── DOCUMENTFRAGMENT ──
Veroordeling voor witwassen van €95.000. Verweren van de raadsman verworpen.
/Rechtbank Midden-Nederland 22 oktober 2014, ECLI:NL:RBMNE:2014:7384
Verdachte is op 4 juli 2014 aangehouden te Vinkeveen, binnen de gemeente De Ronde Venen. Nadat verdachte is aangehouden is het voertuig waarin verdachte reed (kenteken), doorzocht. In het voertuig is, nadat de achterbank naar voren was gedaan, een verborgen ruimte aangetroffen, waarin een boodschappentas lag. In de tas lagen meerdere bundels met geld van verschillende coupures. Na telling bleek dat er € 95.000 aan contant geld in de tas zat. Het geld bestond uit verschillende coupures, zijnde biljetten van 5, 10, 20, 50, 100, 200 en 500.
In het voertuig met kenteken kenteken is verder een huurcontract van het voertuig aangetroffen. Volgens dit contract was de huurperiode ingegaan op 21-03-2014 en werd het voertuig gehuurd door verdachte, geboren op 1965 te geboorteplaats. Uit dit contract blijkt dat de kosten van het gehuurde voertuig € 750 per maand zijn.
Op 7 juli 2014 worden door de Belastingdienst gegevens omtrent verdachte verstrekt. Hieruit blijkt dat aan verdachte geen uitkering is toegekend en er geen looninkomsten zijn opgegeven door verdachte of een werkgever. Op de bankrekening van verdachte staat een saldo van € 51,- in 2013. Door verdachte is geen aangifte inkomstenbelasting gedaan. Ook is door verdachte geen aangifte of melding gedaan van het brengen van meer dan € 10.000,- binnen Nederlands grondgebied.
Verdachte is door de politie gehoord op 4, 5, 6 en 7 juli 2014. Hij heeft zich tijdens deze verhoren steeds beroepen op zijn zwijgrecht.
───
### UW OPDRACHTEN
A: Vervang in het fragment over de witwaszaak "huurperiode" door "looptijd" en geef het gedeelte dat begint bij "In het voertuig met" en doorloopt tot en met "per maand zijn." zo aangepast weer.
B: Zet het fragment over de witwaszaak voort vanaf het punt waar het ophoudt.
De items zijn voor de opdrachten niet van belang.
── VERSTREKTE GEGEVENS ──
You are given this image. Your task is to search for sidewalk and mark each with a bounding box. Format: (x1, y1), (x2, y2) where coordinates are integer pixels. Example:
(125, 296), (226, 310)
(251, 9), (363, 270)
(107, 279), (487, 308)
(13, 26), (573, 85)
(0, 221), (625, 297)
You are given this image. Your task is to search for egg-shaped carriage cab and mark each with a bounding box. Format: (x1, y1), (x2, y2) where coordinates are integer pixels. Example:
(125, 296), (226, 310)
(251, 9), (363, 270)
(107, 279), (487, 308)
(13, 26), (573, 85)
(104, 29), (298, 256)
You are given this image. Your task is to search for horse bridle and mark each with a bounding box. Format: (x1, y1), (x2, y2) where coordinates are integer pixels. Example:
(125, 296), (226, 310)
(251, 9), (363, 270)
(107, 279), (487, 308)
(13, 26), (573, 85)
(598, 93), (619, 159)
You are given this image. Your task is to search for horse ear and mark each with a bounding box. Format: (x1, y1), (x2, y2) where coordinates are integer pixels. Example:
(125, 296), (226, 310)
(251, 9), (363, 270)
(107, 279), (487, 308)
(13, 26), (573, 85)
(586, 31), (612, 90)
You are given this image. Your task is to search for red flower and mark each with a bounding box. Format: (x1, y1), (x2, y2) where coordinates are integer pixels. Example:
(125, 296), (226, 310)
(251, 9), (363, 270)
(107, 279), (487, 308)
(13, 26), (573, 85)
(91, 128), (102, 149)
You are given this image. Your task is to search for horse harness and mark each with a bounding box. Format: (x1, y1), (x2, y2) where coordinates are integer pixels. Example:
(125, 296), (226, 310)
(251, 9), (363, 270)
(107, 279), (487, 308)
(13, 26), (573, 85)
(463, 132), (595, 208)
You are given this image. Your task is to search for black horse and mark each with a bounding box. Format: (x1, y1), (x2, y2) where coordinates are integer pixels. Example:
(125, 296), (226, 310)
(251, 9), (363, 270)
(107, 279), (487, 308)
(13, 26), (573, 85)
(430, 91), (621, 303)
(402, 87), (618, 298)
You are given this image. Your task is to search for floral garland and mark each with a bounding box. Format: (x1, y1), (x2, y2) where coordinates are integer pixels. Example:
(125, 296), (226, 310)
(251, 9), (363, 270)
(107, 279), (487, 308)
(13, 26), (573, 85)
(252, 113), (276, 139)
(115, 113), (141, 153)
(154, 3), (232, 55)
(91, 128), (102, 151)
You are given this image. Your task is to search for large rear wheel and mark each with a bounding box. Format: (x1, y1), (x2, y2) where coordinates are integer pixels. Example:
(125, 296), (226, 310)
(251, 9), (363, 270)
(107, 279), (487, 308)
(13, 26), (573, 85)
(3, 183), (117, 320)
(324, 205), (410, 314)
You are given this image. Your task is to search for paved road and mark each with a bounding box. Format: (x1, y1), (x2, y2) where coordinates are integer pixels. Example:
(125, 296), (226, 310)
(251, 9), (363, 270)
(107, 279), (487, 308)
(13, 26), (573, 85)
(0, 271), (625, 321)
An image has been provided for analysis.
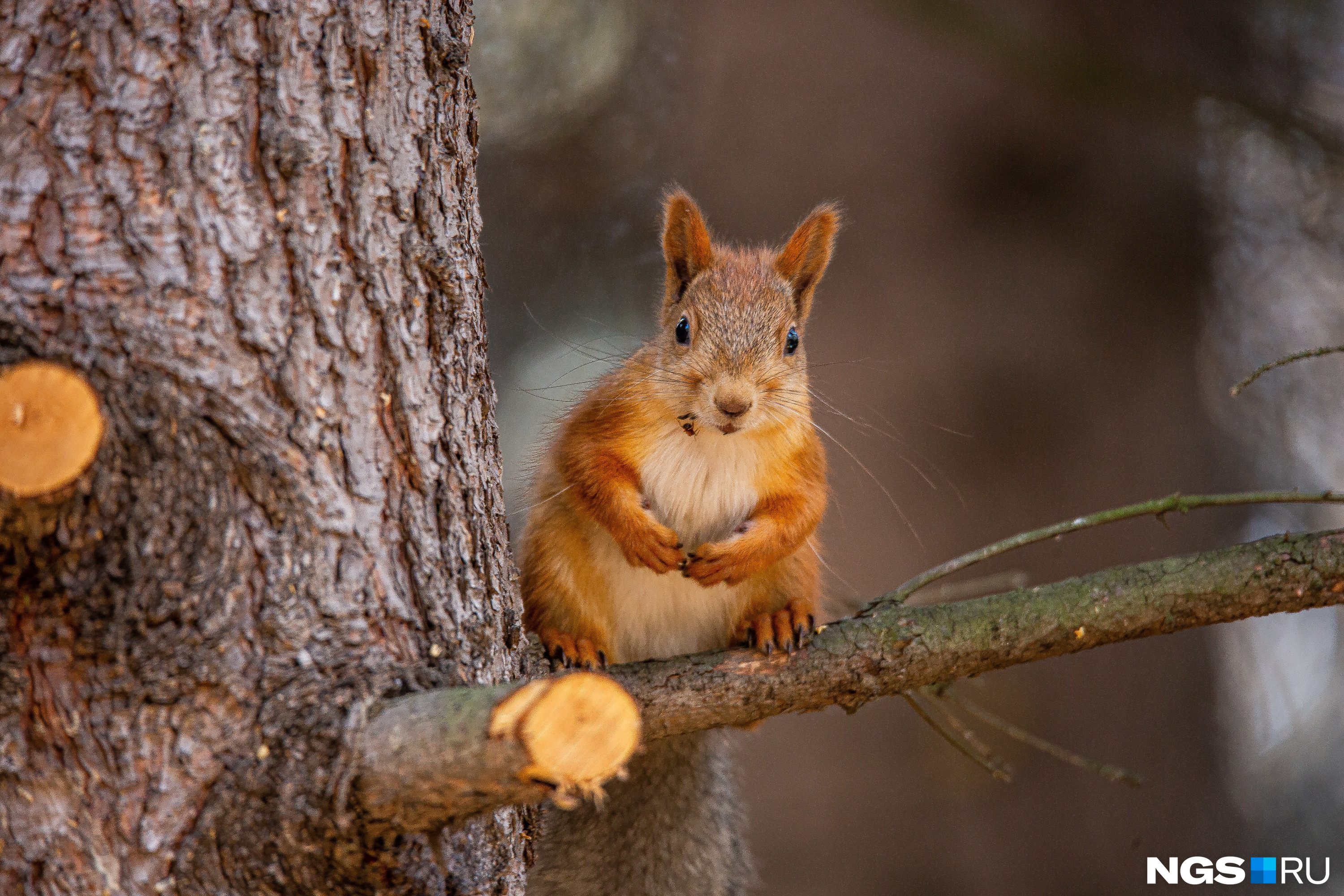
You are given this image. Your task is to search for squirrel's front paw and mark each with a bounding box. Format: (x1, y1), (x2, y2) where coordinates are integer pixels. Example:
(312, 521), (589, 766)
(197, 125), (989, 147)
───
### ANTWOORDEN BIJ OPDRACHTEN
A:
In het voertuig met kenteken kenteken is verder een huurcontract van het voertuig aangetroffen. Volgens dit contract was de looptijd ingegaan op 21-03-2014 en werd het voertuig gehuurd door verdachte, geboren op 1965 te geboorteplaats. Uit dit contract blijkt dat de kosten van het gehuurde voertuig € 750 per maand zijn.

B:
Door de raadsman is aangevoerd dat uit het dossier niet blijkt dat verdachte op de hoogte was van het geldbedrag dat in de auto is aangetroffen. De rechtbank verwerpt dit verweer. Het scenario dat een zeer aanzienlijk geldbedrag aan een persoon wordt meegegeven zonder dat deze persoon op de hoogte is van dit geldbedrag, brengt een groot veiligheidsrisico met zich. De rechtbank acht dit scenario dan ook hoogst onwaarschijnlijk.
Ook het verweer van de raadsman dat niet wettig en overtuigend kan worden bewezen dat het geld van enig misdrijf afkomstig is, wordt door de rechtbank verworpen. Uit de gegevens van de Belastingdienst blijkt dat verdachte op basis van zijn inkomen en vermogen in Nederland niet kan beschikken over een geldbedrag van deze omvang. Ook is door hem geen aangifte of melding gedaan van het invoeren van een groot geldbedrag. Voorts heeft verdachte geen enkele verklaring gegeven over de herkomst van dit geld, maar zich consequent beroepen op zijn zwijgrecht. Gelet op de omvang van het geldbedrag en het ontbreken van legale inkomsten bij verdachte, mocht van verdachte worden verlangd dat hij voor de herkomst van dit geld een concrete en verifieerbare verklaring zou geven. Dit heeft hij nagelaten.
Voorts duiden de omstandigheden waaronder het geldbedrag is aangetroffen op een criminele herkomst. Het geldbedrag is aangetroffen in een verborgen ruimte van een auto en het contante geld bestond onder andere uit coupures van € 200,- en € 500,-. Met name coupures van € 500,- zijn in het normale betalingsverkeer een zeldzaamheid.
Op grond van de hiervoor genoemde omstandigheden is de rechtbank van oordeel dat het niet anders kan dan dat het onder verdachte aangetroffen geldbedrag van € 95.000,- niet op een legale wijze is verkregen, maar -onmiddellijk of middellijk- afkomstig is uit enig misdrijf.
De rechtbank veroordeelt verdachte tot
- een voorwaardelijke gevangenisstraf van 2 maanden met een proeftijd van 2 jaren;
- een geldboete van € 9.000.
Lees hier de volledige uitspraak.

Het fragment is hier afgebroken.